### Selected extract
'''
The Cannibal sandwich, also known by the equally unenticing ‘raw meat sandwich’, is a holiday tradition in the US state of Wisconsin.
Yes, we know Tartare exists but at least that dish includes capers, which overpowers most flavours. Plus, French words are fun to say and we can pretend to not know what they mean.
We know exactly what cannibal means and it’s just throwing us off.
A cannibal sandwich consists of raw beef (human may be substituted) served on a slice of rye bread (salt and pepper optional but I’d say use as much as you can), topped with a slither of raw (cannot stress the rawness of this dish) onion.
The Wisconsin Department of Health Services is urging residents to put down their cannibal sandwiches this year.
The department posted their PSA on Facebook this week.
"Many Wisconsin families consider them to be a holiday tradition, but eating them poses a threat for Salmonella, E. coli O157:H7, Campylobacter and Listeria bacteria that can make you sick.”
When I hear Salmonella I think of eggs, which reminded me of egg nog. How many Christmas traditions involve raw ingredients and the potential for serious food poisoning?
We need a PSA about leaving egg nog out for Santa but ONLY if it’s got a stubby cooler on it.
The more I think about it the more I wonder how often my family has risked it. I was no stranger to the fishy smell of picking up our Chrissy prawns a day too early in a 40-degree week.
'''
### Questions to answer
1) From the cannibal sandwich article, quote the passage starting with "The Cannibal sandwich, also" and going on through "sandwiches this year.".
2) According to the cannibal sandwich article, what kind of bread is the raw beef served on?
The listing has nothing to do with the cannibal sandwich article.

### Data block
'''
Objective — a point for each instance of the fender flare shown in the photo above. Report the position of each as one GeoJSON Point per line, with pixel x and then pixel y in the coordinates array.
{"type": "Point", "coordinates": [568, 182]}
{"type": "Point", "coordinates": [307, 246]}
'''
### Per-task outputs
1)
The Cannibal sandwich, also known by the equally unenticing ‘raw meat sandwich’, is a holiday tradition in the US state of Wisconsin.
Yes, we know Tartare exists but at least that dish includes capers, which overpowers most flavours. Plus, French words are fun to say and we can pretend to not know what they mean.
We know exactly what cannibal means and it’s just throwing us off.
A cannibal sandwich consists of raw beef (human may be substituted) served on a slice of rye bread (salt and pepper optional but I’d say use as much as you can), topped with a slither of raw (cannot stress the rawness of this dish) onion.
The Wisconsin Department of Health Services is urging residents to put down their cannibal sandwiches this year.

2) A slice of rye bread.